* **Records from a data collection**
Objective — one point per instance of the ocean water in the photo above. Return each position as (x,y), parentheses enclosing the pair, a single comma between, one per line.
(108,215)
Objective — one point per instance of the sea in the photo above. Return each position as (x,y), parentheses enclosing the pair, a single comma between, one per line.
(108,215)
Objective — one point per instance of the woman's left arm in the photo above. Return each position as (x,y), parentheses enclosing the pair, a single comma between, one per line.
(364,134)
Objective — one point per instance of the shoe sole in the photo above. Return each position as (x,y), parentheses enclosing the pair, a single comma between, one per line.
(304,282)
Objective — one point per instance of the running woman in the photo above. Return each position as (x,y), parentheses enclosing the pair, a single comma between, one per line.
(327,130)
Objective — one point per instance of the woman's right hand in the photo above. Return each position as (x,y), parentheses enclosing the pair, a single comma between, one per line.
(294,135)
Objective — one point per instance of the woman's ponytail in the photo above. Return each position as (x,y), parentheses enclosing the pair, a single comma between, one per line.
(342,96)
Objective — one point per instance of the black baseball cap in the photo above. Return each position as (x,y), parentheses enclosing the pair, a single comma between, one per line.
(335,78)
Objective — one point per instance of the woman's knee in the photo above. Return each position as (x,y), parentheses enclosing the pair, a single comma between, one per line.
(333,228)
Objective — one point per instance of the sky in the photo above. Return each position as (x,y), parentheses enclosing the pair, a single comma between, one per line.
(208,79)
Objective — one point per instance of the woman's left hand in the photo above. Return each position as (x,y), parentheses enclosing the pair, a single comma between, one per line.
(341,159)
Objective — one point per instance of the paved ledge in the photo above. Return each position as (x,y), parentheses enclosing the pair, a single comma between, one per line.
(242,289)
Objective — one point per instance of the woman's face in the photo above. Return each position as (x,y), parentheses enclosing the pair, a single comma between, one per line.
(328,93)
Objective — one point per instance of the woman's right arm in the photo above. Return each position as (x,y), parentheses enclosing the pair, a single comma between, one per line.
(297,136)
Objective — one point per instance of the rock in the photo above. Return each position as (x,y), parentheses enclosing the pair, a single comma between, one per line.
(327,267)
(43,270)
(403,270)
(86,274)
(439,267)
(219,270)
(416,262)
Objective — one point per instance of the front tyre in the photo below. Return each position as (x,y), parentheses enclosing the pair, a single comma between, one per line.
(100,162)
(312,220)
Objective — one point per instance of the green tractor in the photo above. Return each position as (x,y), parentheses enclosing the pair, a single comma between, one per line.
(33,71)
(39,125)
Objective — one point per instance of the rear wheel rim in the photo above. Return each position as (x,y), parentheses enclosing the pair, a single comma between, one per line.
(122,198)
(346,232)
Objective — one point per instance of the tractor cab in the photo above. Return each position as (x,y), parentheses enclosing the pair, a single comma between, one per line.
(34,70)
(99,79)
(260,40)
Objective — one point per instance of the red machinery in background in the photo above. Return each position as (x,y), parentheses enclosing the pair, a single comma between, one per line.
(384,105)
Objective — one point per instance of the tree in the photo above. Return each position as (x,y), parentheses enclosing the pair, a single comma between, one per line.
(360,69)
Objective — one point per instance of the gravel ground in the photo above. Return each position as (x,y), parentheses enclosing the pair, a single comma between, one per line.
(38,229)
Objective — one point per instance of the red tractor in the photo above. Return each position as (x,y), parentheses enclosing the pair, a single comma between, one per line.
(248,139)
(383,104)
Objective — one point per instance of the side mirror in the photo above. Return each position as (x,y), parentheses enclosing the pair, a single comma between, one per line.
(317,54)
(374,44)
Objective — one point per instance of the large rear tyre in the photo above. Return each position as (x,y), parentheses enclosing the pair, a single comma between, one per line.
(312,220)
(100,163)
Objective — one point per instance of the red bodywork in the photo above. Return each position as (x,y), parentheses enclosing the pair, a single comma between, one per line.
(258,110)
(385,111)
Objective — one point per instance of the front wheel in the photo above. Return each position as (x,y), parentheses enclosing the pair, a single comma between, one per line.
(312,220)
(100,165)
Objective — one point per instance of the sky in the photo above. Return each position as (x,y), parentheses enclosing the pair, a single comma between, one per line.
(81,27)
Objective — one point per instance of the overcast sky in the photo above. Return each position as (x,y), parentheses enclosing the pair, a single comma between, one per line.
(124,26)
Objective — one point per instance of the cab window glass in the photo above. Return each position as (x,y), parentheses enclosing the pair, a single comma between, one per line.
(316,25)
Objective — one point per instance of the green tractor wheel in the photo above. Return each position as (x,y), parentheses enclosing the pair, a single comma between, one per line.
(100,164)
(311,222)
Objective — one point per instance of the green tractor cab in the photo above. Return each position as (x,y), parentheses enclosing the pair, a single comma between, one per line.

...

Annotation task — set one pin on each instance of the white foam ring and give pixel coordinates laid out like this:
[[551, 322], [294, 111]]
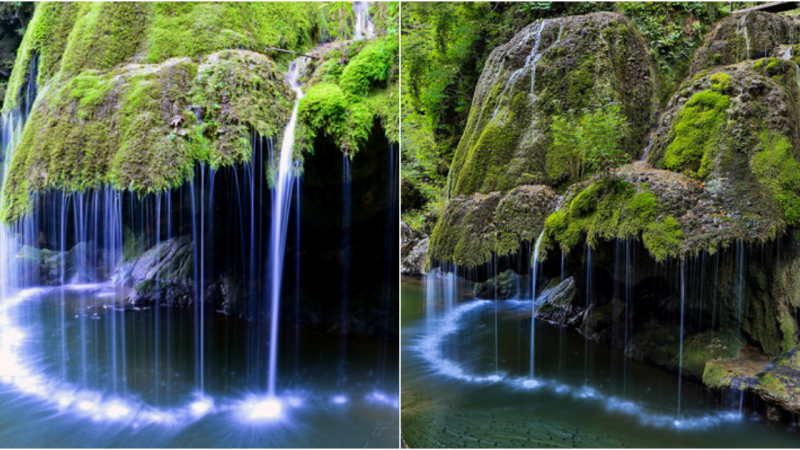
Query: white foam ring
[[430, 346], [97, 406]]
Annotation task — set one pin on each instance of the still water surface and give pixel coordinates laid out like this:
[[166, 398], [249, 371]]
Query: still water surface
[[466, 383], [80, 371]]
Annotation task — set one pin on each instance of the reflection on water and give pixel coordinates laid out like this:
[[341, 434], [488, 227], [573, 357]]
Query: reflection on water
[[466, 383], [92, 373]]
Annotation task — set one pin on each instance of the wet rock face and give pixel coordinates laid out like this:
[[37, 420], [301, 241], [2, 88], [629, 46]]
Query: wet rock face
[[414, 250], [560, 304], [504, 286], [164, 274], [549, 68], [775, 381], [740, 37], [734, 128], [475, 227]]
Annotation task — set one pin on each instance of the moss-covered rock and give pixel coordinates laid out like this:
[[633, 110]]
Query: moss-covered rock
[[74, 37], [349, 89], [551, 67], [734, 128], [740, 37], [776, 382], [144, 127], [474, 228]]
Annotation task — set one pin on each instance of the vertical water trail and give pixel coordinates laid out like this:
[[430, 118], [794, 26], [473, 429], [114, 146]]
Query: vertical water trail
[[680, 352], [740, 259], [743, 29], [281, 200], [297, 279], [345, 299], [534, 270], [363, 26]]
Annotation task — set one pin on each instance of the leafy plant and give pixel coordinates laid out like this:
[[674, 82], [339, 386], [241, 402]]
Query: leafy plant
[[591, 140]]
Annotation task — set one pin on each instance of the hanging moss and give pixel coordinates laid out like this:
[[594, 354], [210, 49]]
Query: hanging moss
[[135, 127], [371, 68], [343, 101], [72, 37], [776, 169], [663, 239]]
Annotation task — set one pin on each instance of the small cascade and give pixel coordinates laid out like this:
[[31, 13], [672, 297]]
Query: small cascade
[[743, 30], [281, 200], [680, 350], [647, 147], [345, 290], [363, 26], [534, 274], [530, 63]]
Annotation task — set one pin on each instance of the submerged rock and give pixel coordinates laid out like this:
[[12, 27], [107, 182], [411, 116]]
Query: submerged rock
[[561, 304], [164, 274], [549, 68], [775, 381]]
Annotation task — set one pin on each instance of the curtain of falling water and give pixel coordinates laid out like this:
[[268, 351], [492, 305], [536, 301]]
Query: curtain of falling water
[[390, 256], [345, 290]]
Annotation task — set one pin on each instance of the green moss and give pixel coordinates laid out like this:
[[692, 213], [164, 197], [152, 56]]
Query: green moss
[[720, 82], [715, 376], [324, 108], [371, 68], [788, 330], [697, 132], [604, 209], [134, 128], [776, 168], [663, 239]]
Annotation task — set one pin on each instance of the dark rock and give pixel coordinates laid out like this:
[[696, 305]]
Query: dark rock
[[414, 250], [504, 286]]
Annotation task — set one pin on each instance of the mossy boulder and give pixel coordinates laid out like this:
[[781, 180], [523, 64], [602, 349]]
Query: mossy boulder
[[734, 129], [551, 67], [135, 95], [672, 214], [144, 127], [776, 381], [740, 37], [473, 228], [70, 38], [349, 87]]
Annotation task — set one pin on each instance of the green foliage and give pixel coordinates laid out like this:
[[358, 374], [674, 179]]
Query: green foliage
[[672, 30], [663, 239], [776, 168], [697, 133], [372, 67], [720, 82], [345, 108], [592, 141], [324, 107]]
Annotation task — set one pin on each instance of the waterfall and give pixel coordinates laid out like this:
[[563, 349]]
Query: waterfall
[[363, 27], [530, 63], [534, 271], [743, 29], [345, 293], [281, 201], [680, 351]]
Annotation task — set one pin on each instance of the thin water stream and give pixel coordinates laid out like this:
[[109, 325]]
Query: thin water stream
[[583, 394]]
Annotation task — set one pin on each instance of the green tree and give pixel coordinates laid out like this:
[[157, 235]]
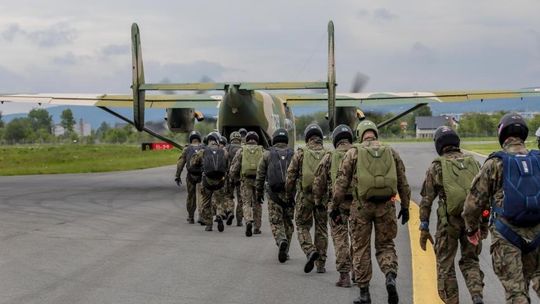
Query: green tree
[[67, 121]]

* **WHAT YOU ARE ASKED TO DO**
All that belongs in your answer is the stretch of entries above from the line with "[[430, 118], [794, 26], [473, 429], [114, 146]]" through the line with "[[674, 82], [339, 386], [241, 402]]", printed exactly.

* **SOLUTION TO THIS PROBLEM**
[[430, 118], [794, 26], [473, 429], [114, 146]]
Query: vertical water trail
[[680, 352], [740, 259], [743, 29], [281, 200], [297, 279], [345, 299], [534, 270], [363, 26]]
Annotation task — set one pin on each instance of the leafy plant and give pixel coordinates laid out like this:
[[674, 82], [339, 386], [241, 402]]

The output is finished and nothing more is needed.